== Information provided

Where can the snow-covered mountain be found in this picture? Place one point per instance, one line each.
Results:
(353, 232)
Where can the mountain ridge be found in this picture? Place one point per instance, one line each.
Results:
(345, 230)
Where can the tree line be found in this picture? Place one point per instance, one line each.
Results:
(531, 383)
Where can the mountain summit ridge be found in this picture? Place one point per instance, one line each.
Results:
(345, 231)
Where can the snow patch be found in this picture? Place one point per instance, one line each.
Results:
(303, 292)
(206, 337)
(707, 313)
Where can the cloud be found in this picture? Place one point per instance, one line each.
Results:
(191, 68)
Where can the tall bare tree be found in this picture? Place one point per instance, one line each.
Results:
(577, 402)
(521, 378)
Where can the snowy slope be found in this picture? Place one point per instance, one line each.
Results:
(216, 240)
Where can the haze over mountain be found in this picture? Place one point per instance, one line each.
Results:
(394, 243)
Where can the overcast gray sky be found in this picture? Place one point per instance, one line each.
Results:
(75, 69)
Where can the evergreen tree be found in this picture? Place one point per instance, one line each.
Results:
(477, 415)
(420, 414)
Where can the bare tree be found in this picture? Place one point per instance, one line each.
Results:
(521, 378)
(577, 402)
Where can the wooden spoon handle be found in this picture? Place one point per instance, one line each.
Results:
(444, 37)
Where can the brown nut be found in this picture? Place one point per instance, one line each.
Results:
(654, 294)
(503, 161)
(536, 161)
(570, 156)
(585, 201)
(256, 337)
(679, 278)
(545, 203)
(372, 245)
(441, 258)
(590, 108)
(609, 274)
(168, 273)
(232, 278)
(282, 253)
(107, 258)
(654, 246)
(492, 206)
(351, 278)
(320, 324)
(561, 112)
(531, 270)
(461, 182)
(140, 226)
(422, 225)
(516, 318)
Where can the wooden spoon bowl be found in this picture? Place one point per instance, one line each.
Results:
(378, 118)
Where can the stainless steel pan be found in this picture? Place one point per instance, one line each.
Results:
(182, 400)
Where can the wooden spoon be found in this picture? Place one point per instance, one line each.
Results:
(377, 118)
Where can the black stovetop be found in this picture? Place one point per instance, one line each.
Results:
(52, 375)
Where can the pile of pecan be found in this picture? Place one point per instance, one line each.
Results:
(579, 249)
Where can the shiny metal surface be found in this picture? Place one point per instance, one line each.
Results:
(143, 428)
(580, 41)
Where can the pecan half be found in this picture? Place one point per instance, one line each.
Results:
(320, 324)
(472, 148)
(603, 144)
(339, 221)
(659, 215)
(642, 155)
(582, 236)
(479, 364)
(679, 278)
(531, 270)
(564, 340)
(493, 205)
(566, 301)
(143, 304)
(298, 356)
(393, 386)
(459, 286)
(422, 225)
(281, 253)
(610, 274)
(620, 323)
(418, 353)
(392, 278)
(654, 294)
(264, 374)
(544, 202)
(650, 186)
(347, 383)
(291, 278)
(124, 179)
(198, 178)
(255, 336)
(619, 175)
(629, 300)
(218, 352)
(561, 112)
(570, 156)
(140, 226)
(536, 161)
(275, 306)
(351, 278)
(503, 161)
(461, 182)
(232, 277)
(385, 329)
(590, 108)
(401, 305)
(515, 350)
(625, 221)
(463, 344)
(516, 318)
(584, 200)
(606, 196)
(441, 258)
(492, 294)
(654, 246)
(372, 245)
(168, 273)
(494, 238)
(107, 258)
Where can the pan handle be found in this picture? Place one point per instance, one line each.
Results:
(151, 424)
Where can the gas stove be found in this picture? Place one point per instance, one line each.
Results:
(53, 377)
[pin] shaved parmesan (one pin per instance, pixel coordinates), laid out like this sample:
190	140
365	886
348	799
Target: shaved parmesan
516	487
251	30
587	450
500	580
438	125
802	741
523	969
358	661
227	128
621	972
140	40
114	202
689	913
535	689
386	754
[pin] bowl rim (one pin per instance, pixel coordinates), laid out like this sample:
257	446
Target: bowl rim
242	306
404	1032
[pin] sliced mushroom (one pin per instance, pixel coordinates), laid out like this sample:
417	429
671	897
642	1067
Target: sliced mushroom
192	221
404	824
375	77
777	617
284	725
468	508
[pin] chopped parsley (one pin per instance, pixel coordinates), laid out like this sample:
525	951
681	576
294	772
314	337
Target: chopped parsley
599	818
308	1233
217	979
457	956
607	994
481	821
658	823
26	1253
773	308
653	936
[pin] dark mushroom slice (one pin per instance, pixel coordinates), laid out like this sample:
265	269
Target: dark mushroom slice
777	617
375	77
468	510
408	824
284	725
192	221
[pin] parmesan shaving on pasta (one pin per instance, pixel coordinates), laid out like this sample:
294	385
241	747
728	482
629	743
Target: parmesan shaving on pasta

====

## What is expected
Please tally every line of the entries that holds "handle" and answer with that figure alone.

## Written answer
2